**DESCRIPTION OF THE TASK**
Copy each of the lines below word for word, leaving out the pictures.

**DATASET ROWS**
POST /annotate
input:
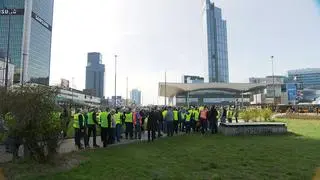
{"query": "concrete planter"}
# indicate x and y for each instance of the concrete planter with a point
(252, 128)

**THE RESPONSE**
POST /annotate
input:
{"query": "concrete planter"}
# indicate x and y for each instance of the concrete planter with a point
(252, 128)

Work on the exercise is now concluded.